» DIRECTIONS FOR THIS TASK: Your output should consist of the data, copied exactly.

» RECORDS SUPPLIED:

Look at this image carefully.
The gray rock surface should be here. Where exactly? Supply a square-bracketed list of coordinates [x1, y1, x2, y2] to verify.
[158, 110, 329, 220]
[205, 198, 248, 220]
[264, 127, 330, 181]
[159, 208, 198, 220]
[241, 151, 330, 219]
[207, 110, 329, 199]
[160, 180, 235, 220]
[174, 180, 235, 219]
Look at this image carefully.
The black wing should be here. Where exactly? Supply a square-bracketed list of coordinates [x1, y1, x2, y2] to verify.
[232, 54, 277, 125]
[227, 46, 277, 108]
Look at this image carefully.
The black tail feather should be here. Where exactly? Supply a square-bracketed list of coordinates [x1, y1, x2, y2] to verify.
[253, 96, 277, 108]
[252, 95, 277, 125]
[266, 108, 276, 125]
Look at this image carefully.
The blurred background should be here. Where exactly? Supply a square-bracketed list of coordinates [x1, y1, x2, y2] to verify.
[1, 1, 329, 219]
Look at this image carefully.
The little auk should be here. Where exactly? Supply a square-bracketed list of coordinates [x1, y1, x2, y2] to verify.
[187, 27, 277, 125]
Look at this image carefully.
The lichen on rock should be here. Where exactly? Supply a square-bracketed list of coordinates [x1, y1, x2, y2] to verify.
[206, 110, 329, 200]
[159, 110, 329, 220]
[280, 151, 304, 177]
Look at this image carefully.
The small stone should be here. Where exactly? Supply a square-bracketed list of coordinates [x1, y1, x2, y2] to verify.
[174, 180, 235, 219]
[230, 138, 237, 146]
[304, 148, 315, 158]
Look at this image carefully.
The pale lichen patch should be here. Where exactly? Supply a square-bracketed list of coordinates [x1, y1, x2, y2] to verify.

» ANSWER:
Look at this image carefully.
The gray rock surface should be here. Where exactly? Supply a square-bracketed list of coordinates [x1, y1, x2, y2] to verify.
[158, 110, 329, 220]
[205, 198, 248, 220]
[264, 127, 330, 181]
[159, 208, 198, 220]
[241, 151, 330, 219]
[207, 110, 329, 199]
[160, 180, 235, 220]
[174, 180, 235, 219]
Look at this image carefully.
The black wing should be here. Where exactly? Supply a square-bracketed list of coordinates [x1, y1, x2, y2] to verify.
[232, 54, 277, 125]
[227, 46, 277, 108]
Look at this image carefully.
The black tail feather should be here. Where exactly? Supply a square-bracketed list of coordinates [x1, y1, x2, y2] to verify.
[253, 96, 277, 108]
[252, 95, 277, 125]
[266, 108, 276, 125]
Look at this image carefully.
The blurred background should be here. Where exactly? Supply a square-bracketed list of coordinates [x1, y1, x2, y2] to verify.
[1, 1, 329, 219]
Look at this image carefully.
The little auk should be here. Where exactly? Supply a square-bracketed list of coordinates [x1, y1, x2, y2] to verify.
[187, 27, 277, 125]
Look at this image carefully.
The lichen on rock should be here. Where exactly? Supply a square-bracketed list of coordinates [x1, y1, x2, y2] to verify.
[206, 110, 329, 200]
[159, 110, 329, 220]
[280, 151, 304, 177]
Look at this image carefully.
The small stone should be here. Where exactly? Supply a square-bracketed list of coordinates [x1, y1, x2, y2] to verify.
[174, 180, 235, 219]
[230, 138, 237, 146]
[304, 148, 315, 158]
Look at this image carefully.
The pale lichen patch should be here. Where exactly? Supply a square-bracketed list of coordinates [x1, y1, x2, y2] to verify.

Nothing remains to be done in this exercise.